EXERCISE INSTRUCTIONS =>
The records that follow need to be output exactly as they are.
— start of RECORDS FOR THE EXERCISE —
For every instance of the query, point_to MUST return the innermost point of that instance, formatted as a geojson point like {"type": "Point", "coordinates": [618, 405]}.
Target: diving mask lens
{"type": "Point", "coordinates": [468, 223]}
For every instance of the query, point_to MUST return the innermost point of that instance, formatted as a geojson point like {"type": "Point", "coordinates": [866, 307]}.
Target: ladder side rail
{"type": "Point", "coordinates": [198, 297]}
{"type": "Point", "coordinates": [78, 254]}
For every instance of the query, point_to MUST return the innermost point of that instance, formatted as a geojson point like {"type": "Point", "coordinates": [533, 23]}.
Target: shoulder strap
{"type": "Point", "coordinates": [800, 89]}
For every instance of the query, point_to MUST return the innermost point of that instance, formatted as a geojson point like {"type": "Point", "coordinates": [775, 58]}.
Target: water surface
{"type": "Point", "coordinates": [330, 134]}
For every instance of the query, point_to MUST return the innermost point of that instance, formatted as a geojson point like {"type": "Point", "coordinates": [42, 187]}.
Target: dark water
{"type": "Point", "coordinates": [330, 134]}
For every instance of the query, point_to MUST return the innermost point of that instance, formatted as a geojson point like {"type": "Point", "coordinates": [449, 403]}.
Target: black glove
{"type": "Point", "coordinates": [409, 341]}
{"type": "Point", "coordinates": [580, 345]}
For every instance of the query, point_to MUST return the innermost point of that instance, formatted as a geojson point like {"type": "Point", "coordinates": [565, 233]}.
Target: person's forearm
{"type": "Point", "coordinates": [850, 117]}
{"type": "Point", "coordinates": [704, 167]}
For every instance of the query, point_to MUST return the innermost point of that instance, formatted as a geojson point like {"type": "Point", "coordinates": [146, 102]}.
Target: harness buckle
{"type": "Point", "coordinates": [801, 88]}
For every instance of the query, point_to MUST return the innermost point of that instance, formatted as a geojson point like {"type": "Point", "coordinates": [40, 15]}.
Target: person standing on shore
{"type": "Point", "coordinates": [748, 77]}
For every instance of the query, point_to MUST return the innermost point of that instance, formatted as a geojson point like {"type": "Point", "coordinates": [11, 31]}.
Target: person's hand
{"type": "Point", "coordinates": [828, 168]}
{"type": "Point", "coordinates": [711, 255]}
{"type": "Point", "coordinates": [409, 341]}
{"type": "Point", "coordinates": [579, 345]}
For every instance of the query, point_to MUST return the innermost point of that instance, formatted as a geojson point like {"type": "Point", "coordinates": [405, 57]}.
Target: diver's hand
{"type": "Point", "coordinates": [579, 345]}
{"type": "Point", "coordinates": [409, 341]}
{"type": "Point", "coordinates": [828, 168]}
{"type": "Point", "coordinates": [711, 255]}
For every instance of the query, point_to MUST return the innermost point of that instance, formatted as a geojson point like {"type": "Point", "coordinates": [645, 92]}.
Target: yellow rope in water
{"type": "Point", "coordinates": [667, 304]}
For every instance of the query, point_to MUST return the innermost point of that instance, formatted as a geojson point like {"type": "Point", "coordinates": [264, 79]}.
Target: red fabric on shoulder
— end of RECORDS FOR THE EXERCISE —
TASK ANSWER =>
For every instance of the query, point_to MUST return the innermost point of that instance, formatted as a geojson point like {"type": "Point", "coordinates": [618, 405]}.
Target: diving mask lens
{"type": "Point", "coordinates": [468, 223]}
For every instance of the query, point_to MUST return the innermost point of that instance, formatted as a geojson point like {"type": "Point", "coordinates": [866, 307]}.
Target: ladder side rail
{"type": "Point", "coordinates": [198, 297]}
{"type": "Point", "coordinates": [78, 254]}
For every instance of the query, point_to MUST return the innermost point of that instance, formatted as a geojson point like {"type": "Point", "coordinates": [533, 23]}.
Target: shoulder strap
{"type": "Point", "coordinates": [800, 89]}
For every instance of the query, point_to MUST return the innermost point of that instance, formatted as a geojson point like {"type": "Point", "coordinates": [775, 58]}.
Target: water surface
{"type": "Point", "coordinates": [330, 134]}
For every instance of the query, point_to MUST return the innermost point of that instance, formatted as a geojson point like {"type": "Point", "coordinates": [42, 187]}.
Target: dark water
{"type": "Point", "coordinates": [330, 134]}
For every instance of the query, point_to MUST return the innermost point of that instance, formatted as a geojson point like {"type": "Point", "coordinates": [449, 403]}.
Target: black glove
{"type": "Point", "coordinates": [409, 341]}
{"type": "Point", "coordinates": [580, 345]}
For every instance of the query, point_to MUST return the innermost point of that instance, formatted as a geojson point like {"type": "Point", "coordinates": [565, 233]}.
Target: person's forearm
{"type": "Point", "coordinates": [850, 117]}
{"type": "Point", "coordinates": [704, 167]}
For every instance of the query, point_to MUST return the innermost point of that instance, formatted as a geojson point like {"type": "Point", "coordinates": [146, 102]}.
Target: harness buckle
{"type": "Point", "coordinates": [801, 88]}
For every instance of the query, point_to MUST return the innermost point of that instance, formatted as a geojson point like {"type": "Point", "coordinates": [40, 15]}.
Target: person standing on shore
{"type": "Point", "coordinates": [748, 77]}
For every instance of the query, point_to MUST return the innermost point of that instance, formatted as a geojson point like {"type": "Point", "coordinates": [11, 31]}.
Target: person's hand
{"type": "Point", "coordinates": [828, 168]}
{"type": "Point", "coordinates": [711, 255]}
{"type": "Point", "coordinates": [409, 341]}
{"type": "Point", "coordinates": [579, 345]}
For every instance of the query, point_to MUST return the innermost point of that instance, formatted as a geojson point like {"type": "Point", "coordinates": [405, 57]}.
Target: diver's hand
{"type": "Point", "coordinates": [579, 345]}
{"type": "Point", "coordinates": [409, 341]}
{"type": "Point", "coordinates": [828, 168]}
{"type": "Point", "coordinates": [711, 255]}
For every instance of the query, point_to MUST return the innermost point of that instance, formatted as a geojson point like {"type": "Point", "coordinates": [645, 92]}.
Target: yellow rope in water
{"type": "Point", "coordinates": [667, 304]}
For every instance of the query, point_to MUST return the innermost point of that instance, formatted as a geojson point like {"type": "Point", "coordinates": [264, 79]}.
Target: red fabric on shoulder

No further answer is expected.